### Data supplied ###

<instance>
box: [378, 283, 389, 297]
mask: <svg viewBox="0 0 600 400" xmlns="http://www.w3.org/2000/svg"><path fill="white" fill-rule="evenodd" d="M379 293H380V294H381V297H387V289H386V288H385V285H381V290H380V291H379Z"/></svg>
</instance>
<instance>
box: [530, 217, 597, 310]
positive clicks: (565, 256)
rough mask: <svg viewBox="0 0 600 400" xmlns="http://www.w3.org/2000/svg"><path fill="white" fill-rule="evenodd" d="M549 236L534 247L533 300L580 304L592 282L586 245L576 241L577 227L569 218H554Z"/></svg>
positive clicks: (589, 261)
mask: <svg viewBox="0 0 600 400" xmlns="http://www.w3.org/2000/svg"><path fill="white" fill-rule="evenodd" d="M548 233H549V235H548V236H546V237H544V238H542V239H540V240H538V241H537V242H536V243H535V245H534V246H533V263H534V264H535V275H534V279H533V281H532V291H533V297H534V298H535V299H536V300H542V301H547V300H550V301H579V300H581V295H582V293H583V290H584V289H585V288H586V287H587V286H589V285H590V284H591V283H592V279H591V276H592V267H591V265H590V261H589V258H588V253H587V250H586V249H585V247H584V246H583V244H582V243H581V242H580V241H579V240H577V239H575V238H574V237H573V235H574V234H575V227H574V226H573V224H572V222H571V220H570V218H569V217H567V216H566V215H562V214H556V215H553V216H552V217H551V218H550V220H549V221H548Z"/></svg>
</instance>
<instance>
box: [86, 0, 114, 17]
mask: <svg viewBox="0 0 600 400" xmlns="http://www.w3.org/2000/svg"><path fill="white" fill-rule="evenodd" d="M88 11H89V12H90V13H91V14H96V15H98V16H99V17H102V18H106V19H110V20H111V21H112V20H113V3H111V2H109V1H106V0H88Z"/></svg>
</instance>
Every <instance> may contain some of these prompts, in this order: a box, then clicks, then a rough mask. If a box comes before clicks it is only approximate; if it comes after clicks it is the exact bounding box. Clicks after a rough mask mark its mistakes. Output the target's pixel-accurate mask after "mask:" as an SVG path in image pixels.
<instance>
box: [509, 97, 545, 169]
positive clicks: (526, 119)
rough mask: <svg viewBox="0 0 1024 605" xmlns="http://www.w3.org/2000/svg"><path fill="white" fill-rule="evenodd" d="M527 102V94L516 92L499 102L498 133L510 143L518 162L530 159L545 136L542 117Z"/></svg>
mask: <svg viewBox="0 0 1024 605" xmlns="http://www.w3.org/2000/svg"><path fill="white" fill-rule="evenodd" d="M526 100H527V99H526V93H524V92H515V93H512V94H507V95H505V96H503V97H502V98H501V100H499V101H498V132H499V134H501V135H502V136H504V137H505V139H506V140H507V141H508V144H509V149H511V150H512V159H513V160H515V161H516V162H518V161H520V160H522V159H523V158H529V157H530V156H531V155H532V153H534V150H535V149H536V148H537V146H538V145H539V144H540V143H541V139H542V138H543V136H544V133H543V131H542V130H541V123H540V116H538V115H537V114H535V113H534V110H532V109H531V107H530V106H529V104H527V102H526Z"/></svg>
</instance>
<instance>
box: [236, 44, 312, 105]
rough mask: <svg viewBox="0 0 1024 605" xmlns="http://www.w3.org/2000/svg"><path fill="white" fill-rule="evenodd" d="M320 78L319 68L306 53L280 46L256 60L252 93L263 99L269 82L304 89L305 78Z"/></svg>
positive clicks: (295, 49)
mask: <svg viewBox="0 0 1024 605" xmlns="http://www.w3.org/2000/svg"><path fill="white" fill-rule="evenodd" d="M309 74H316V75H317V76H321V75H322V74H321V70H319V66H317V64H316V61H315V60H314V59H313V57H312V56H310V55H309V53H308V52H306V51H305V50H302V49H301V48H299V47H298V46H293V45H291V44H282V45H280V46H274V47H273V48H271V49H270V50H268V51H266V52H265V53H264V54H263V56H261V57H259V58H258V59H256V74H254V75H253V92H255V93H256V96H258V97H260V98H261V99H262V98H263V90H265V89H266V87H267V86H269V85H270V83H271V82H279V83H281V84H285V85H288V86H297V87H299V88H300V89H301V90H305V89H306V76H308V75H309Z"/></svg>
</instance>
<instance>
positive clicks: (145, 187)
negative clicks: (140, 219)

###

Which lines run from the one holding "box: [509, 97, 545, 169]" through the one holding "78L319 68L306 53L280" in the records above? Repeat them exactly, both included, and nothing more.

box: [509, 97, 545, 169]
positive clicks: (526, 119)
rough mask: <svg viewBox="0 0 1024 605" xmlns="http://www.w3.org/2000/svg"><path fill="white" fill-rule="evenodd" d="M527 102V94L516 92L499 102L498 133L510 143L518 162L530 159L545 136L542 117Z"/></svg>
mask: <svg viewBox="0 0 1024 605" xmlns="http://www.w3.org/2000/svg"><path fill="white" fill-rule="evenodd" d="M526 100H527V99H526V93H524V92H515V93H512V94H507V95H505V96H503V97H502V98H501V100H499V101H498V132H499V134H501V135H502V136H504V137H505V139H506V140H507V141H508V144H509V149H511V150H512V159H513V160H515V161H516V162H518V161H520V160H522V159H523V158H529V157H530V156H531V155H532V153H534V150H535V149H536V148H537V146H538V145H539V144H540V143H541V139H542V138H543V136H544V133H543V131H542V130H541V123H540V116H538V115H537V114H535V113H534V110H532V109H531V107H530V106H529V104H527V102H526Z"/></svg>
</instance>
<instance>
box: [236, 44, 312, 105]
rough mask: <svg viewBox="0 0 1024 605" xmlns="http://www.w3.org/2000/svg"><path fill="white" fill-rule="evenodd" d="M320 78L319 68L306 53L280 46L256 60L252 93L263 99L269 82L304 89L305 78Z"/></svg>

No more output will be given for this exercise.